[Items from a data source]
◆ ◆ ◆ ◆

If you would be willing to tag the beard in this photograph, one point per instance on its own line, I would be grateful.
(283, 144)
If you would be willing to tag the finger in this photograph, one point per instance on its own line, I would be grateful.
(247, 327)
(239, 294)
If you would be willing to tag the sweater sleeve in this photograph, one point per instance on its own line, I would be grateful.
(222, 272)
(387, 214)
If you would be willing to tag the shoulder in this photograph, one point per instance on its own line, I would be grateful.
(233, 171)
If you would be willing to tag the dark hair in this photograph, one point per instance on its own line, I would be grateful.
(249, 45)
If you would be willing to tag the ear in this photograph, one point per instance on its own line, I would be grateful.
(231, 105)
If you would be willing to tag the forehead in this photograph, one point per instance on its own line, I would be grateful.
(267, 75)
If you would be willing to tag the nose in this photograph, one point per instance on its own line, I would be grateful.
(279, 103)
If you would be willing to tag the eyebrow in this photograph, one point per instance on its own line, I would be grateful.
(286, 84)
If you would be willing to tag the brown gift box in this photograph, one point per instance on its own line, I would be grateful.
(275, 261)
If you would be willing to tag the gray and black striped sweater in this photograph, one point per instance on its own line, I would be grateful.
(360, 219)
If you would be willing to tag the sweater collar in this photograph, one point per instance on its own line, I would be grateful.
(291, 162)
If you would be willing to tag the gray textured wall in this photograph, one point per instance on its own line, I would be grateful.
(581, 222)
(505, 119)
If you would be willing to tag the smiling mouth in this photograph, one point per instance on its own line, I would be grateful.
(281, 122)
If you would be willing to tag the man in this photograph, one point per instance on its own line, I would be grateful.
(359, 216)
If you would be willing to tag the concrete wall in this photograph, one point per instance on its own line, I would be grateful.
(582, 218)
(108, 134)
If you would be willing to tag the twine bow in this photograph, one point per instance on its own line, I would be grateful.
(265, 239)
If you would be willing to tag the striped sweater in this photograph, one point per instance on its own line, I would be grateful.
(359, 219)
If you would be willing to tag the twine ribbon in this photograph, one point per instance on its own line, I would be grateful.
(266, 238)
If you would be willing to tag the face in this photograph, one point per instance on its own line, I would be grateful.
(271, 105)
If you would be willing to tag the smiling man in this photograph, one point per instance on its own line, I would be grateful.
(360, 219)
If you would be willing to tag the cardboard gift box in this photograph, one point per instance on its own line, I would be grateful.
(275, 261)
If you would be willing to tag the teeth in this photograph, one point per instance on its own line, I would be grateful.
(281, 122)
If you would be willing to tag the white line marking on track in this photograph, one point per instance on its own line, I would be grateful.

◆ ◆ ◆ ◆

● **Exercise brief**: Write out the complete set of records exactly as given.

● **The output**:
If you would be willing to tag the beard in this photograph, one point per instance on its own line, I would be grateful.
(283, 144)
If you would be willing to tag the finger in this photograph, one point per instance on its own line, I would be grateful.
(247, 327)
(239, 294)
If you would be willing to tag the sweater sleeve in this photograph, one point per instance on its own line, I would be grateful.
(222, 272)
(387, 214)
If you would be willing to tag the shoulder in this photograph, one point per instance on its own line, I would be grateful.
(233, 171)
If you would be willing to tag the dark hair in this photograph, one point per instance on its own line, I would be grateful.
(249, 45)
If you would be willing to tag the ear in this photograph, one point per instance on its own line, I would be grateful.
(231, 105)
If you would be willing to tag the forehead in this photograph, one point per instance on its own line, I would be grateful.
(267, 75)
If you would be willing to tag the nose in this photograph, one point per instance on its own line, I would be grateful.
(279, 103)
If you would be willing to tag the eyebrow in this photograph, one point per instance on its own line, I would be grateful.
(286, 84)
If you would be willing to tag the brown gift box in this photograph, one point per instance on its own line, I would be grateful.
(275, 261)
If you would be willing to tag the gray and black striped sweater in this photograph, one point per instance on its own line, I would be grateful.
(360, 219)
If you would be willing to tag the sweater collar in this photograph, one point per instance on its own line, I would be grateful.
(291, 162)
If you would be willing to tag the gray textured wall in this photograph, one point per instance on its own line, I would be grateful.
(581, 222)
(505, 119)
If you would be willing to tag the smiling mouth in this photograph, one point per instance on its own line, I would be grateful.
(281, 122)
If you would be willing to tag the man in this photograph, one point per instance on its own line, I would be grateful.
(359, 216)
If you would be willing to tag the concrete wall in this photograph, one point per instance on its own line, I would be grateful.
(582, 218)
(108, 134)
If you would be willing to tag the twine bow in this photograph, one point per instance on its own line, I would be grateful.
(265, 239)
If you would be willing to tag the striped sweater in this photograph, one point per instance on its own line, I would be grateful.
(359, 219)
If you would be willing to tag the twine ribbon in this photograph, one point per instance on its own line, I would be grateful.
(266, 238)
If you would be willing to tag the face in this photograph, one point per instance on its own line, I would be grateful.
(271, 105)
If you would be willing to tag the smiling man in this photograph, one point per instance on its own line, I would be grateful.
(360, 219)
If you would be willing to tag the cardboard gift box in this photograph, one point per instance on its own line, I would be grateful.
(275, 261)
If you would be willing to tag the teeth in this photograph, one point per instance on its own line, I would be grateful.
(281, 122)
If you would be willing to tag the white line marking on track in this photograph, one point per instance on its own line, I would be grateful.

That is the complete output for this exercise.